** Begin **

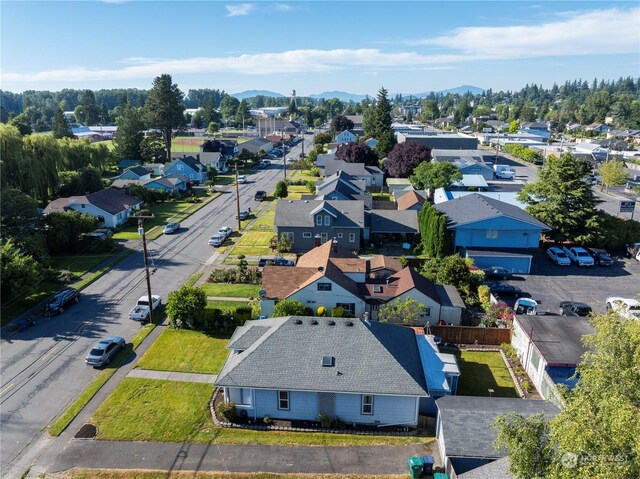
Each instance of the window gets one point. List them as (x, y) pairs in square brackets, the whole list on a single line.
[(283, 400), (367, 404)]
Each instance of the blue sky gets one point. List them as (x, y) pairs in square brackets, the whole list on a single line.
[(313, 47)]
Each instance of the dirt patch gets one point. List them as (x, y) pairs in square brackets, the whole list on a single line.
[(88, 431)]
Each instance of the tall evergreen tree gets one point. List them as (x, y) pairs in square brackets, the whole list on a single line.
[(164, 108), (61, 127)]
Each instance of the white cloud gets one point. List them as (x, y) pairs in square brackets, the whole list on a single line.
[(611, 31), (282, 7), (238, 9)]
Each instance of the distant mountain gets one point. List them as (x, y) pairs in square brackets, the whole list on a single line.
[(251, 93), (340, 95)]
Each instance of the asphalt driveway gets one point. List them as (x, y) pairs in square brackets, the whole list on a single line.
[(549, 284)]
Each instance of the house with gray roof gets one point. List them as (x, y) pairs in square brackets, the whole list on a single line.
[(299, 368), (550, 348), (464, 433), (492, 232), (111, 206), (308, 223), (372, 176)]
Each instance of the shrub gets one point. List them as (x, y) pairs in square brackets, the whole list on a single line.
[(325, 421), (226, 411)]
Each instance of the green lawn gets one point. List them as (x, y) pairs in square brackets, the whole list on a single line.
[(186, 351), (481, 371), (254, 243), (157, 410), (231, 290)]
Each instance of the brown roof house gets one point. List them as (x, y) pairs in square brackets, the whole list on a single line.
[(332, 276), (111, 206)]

** End **
** Begin **

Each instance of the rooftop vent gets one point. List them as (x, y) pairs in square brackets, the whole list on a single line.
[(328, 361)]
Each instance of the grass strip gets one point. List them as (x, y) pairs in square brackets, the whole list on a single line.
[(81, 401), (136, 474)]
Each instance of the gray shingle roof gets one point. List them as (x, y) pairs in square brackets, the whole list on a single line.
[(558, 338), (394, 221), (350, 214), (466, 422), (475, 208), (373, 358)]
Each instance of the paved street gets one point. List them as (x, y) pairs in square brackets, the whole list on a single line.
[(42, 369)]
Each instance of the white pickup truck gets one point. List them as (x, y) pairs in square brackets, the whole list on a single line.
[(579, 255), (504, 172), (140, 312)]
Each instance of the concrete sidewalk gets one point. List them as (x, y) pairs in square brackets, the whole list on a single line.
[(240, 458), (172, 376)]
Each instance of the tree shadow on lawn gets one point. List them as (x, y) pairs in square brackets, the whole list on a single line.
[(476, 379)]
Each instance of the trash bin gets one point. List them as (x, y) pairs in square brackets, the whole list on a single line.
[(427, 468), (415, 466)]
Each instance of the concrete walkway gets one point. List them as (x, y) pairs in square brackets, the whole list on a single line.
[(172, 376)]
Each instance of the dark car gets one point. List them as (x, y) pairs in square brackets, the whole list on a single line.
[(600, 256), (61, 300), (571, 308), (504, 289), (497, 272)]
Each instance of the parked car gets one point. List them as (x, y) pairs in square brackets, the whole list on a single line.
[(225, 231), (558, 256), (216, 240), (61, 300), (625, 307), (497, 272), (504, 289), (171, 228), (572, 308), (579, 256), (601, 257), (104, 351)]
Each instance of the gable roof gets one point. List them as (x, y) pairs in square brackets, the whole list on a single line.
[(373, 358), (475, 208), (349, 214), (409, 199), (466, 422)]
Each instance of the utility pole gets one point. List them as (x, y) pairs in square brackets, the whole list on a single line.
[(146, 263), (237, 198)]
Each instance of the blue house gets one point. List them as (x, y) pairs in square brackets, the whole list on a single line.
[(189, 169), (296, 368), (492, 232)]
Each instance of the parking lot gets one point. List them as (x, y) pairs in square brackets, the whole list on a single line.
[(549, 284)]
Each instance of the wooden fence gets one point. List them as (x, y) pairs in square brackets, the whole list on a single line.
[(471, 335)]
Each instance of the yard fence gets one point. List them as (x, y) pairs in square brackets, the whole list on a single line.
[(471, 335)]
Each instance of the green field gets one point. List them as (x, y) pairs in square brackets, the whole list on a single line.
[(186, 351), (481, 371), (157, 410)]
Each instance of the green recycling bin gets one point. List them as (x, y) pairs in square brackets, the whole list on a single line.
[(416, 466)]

** End **

Task to carry out
Please substitute "telephone pole" for "utility pole" in the stretch of data from the line containing "Each instance of the parked" through the line containing "[(146, 263), (237, 198)]", and write out only those lines with nothing else altered.

Complete answer
Each instance of the parked car gets one point. List them as (x, y) pairs in square brackets, the whole list on a single line.
[(225, 231), (558, 256), (216, 240), (61, 300), (625, 307), (497, 272), (504, 289), (171, 228), (572, 308), (579, 256), (601, 257), (104, 351)]
Each instance of the gable roof gets one point. List them as (x, y) pairs in square brackets, the whole list on a single line.
[(373, 358), (475, 208), (349, 214), (409, 199), (466, 422)]
Each instance of the telephone pole gets one point. List them as (x, y) pairs in square brackets, the whole list on a single line.
[(146, 263), (237, 198)]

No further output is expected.